====== GIVEN RECORDS ======
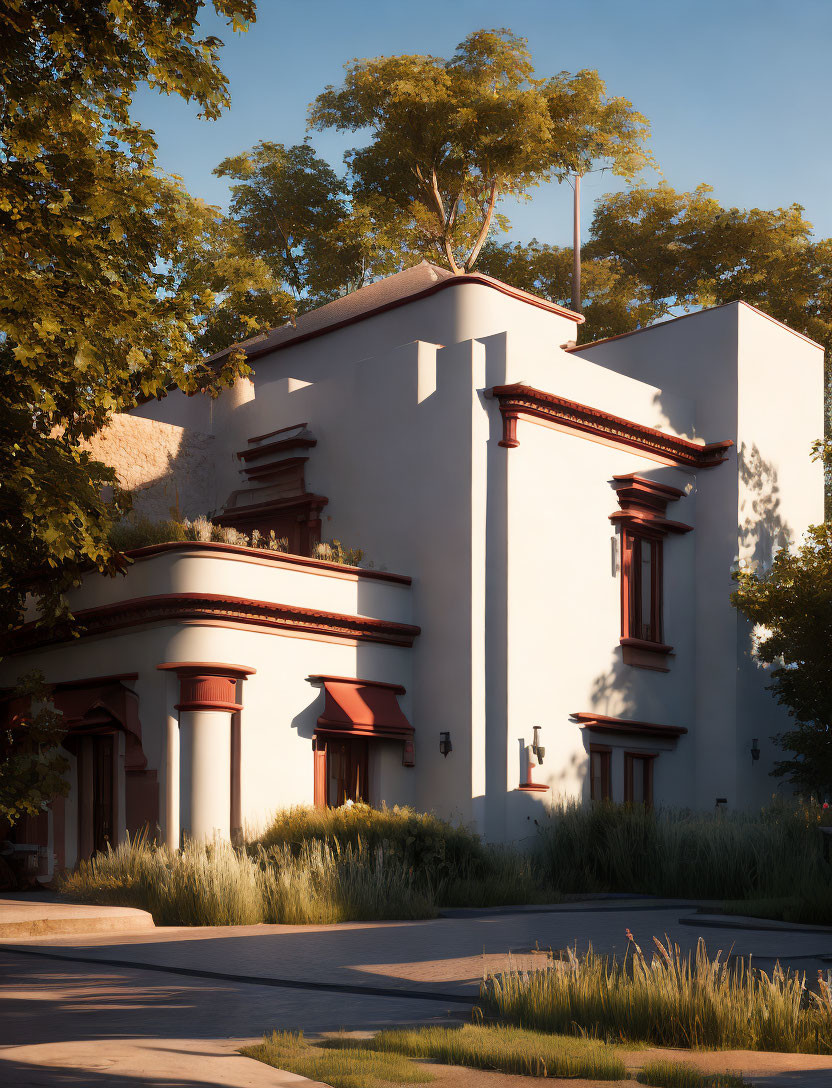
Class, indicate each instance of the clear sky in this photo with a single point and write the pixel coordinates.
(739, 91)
======
====== GIVEN RECORDS ======
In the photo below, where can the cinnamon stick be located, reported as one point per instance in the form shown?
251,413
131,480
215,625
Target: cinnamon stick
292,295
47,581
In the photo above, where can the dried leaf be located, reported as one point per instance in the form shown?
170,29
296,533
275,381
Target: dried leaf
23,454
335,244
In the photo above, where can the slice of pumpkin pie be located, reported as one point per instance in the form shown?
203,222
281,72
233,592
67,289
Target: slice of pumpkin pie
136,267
======
### WHAT NEEDS TO BE DONE
Look through the listing and return each line containing the word "shown".

### OUTPUT OF THE TASK
In the photo below, where can the cinnamon stick be located, reported as one point per instance in the form shown?
In the photo above, where can the dried leaf be located, reported as one point per instance in the form shown?
In the photo above, where can the slice of pumpkin pie be located, reported as one point per instance in the form shown?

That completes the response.